Written problem: Return every row below exactly as it appears, with the pictures left out.

========================================================================

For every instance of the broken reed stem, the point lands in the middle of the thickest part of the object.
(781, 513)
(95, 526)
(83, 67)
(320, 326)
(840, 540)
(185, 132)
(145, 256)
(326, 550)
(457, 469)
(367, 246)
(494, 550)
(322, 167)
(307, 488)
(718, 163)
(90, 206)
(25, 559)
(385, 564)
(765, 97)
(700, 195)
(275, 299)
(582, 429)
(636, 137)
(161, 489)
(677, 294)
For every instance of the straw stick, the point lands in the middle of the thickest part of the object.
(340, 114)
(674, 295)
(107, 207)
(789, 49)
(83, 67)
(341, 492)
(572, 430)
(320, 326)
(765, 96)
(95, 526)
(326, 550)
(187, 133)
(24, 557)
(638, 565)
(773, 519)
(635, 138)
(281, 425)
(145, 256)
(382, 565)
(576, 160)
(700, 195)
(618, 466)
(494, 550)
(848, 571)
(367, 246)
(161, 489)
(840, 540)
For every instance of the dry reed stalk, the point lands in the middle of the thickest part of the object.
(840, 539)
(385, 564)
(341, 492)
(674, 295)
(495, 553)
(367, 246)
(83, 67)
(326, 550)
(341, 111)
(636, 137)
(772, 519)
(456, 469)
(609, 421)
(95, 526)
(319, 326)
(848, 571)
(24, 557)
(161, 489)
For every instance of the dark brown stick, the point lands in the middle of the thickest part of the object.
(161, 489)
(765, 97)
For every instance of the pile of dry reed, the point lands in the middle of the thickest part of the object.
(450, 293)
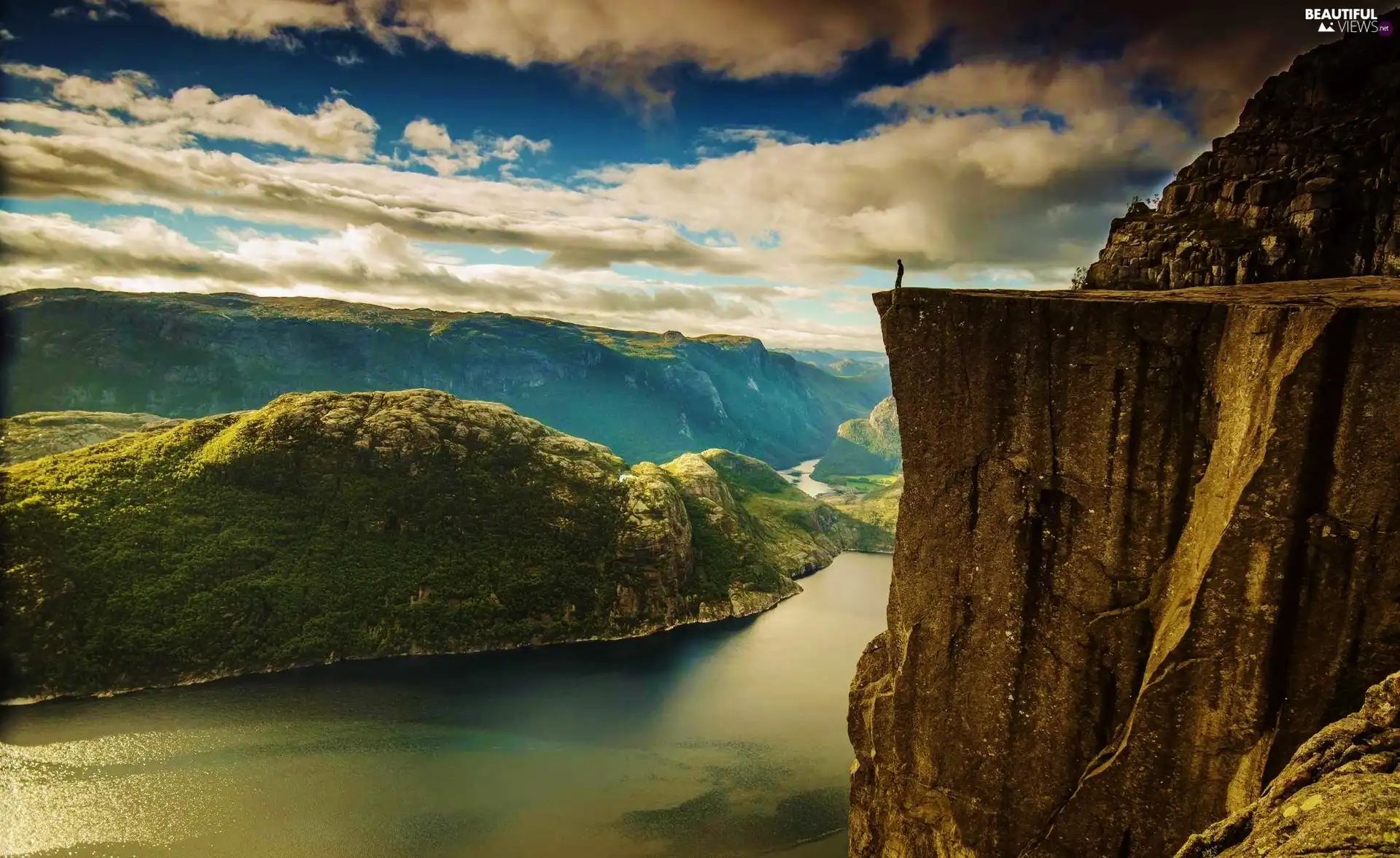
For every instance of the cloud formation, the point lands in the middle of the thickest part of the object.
(958, 179)
(1221, 51)
(440, 152)
(128, 107)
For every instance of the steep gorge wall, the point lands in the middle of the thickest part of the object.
(1147, 547)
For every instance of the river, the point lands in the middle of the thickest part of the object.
(804, 479)
(726, 739)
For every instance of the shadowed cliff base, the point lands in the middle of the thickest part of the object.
(1147, 549)
(1339, 795)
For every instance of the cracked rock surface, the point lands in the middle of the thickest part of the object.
(1339, 795)
(1305, 187)
(1148, 546)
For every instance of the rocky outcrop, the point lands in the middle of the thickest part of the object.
(1339, 795)
(1305, 187)
(36, 433)
(1148, 546)
(331, 526)
(646, 395)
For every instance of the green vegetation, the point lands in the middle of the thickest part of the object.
(38, 433)
(864, 482)
(646, 395)
(878, 506)
(328, 526)
(863, 447)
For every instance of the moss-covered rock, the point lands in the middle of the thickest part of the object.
(1339, 795)
(328, 526)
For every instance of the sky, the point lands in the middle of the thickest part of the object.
(703, 166)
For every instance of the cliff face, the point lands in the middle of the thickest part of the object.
(646, 395)
(327, 526)
(1148, 546)
(1305, 187)
(1339, 795)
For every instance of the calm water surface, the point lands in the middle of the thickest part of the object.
(727, 739)
(804, 480)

========================================================================

Output:
For every instance of the broken reed stem, the point lands in the middle of the thickest part of the object.
(781, 513)
(95, 526)
(83, 67)
(320, 326)
(840, 540)
(185, 132)
(145, 256)
(326, 550)
(457, 469)
(367, 246)
(494, 550)
(322, 167)
(307, 488)
(718, 163)
(90, 206)
(25, 559)
(385, 564)
(765, 97)
(700, 195)
(275, 299)
(582, 429)
(636, 137)
(161, 489)
(677, 294)
For every instance of the straw stick, the point lands in the middle of the thickest part of the object.
(340, 114)
(674, 295)
(107, 207)
(789, 49)
(83, 67)
(341, 492)
(572, 430)
(320, 326)
(765, 96)
(95, 526)
(326, 550)
(187, 133)
(24, 557)
(638, 565)
(773, 519)
(635, 138)
(281, 425)
(145, 256)
(382, 565)
(576, 160)
(700, 195)
(618, 466)
(494, 550)
(848, 571)
(367, 246)
(161, 489)
(840, 540)
For every instance of the dry reed stalk, the point lands in the middle of the thickest part of the object.
(840, 539)
(385, 564)
(341, 492)
(674, 295)
(495, 553)
(367, 246)
(83, 67)
(326, 550)
(341, 111)
(636, 137)
(772, 519)
(456, 469)
(609, 421)
(95, 526)
(319, 326)
(848, 571)
(24, 557)
(161, 489)
For every instance of the dark brown stick, the point lands in the middle of the thickest part of the object.
(161, 489)
(765, 97)
For every instance of the pile of dry reed, the point lands in the middle of the thickest part of the object.
(450, 293)
For every instance of the cloud formation, the point lands in the middle of the thickest part of the object.
(958, 179)
(1221, 51)
(440, 152)
(128, 107)
For every instance of the steep gorge wall, the point lands in the middle of the thickest part of the object.
(1147, 547)
For every instance of the river, the point lands in the middle of the thickest part of the object.
(804, 479)
(726, 739)
For every instance of the shadowed cliff base, the point lands in the middle of the thickest part of the object.
(1147, 549)
(1339, 795)
For every instance of the cracked rock surface, the point lands in the middle of the thickest part of the object.
(1339, 795)
(1305, 187)
(1148, 546)
For every instance of the rocky outcrop, the point lands in the middle of the thickest part of the object.
(1339, 795)
(1305, 187)
(36, 433)
(1148, 546)
(331, 526)
(646, 395)
For every instance of the green vegetation, the point lands in the middle of the thickest part of the object.
(38, 433)
(864, 482)
(646, 395)
(878, 506)
(328, 526)
(863, 447)
For every instance of the moss-covered rock, the point lands in the middle of the thickest part of the object.
(1339, 795)
(328, 526)
For every instance of the sky, the point lands in the middle of the thickest part of the object.
(703, 166)
For every instance of the cliff face, the point lands in the middle of the thickest part of the object.
(646, 395)
(327, 526)
(1148, 546)
(1305, 187)
(1339, 795)
For every instance of the calm water surface, the point lands in the middle of the thickest part of the object.
(727, 739)
(804, 480)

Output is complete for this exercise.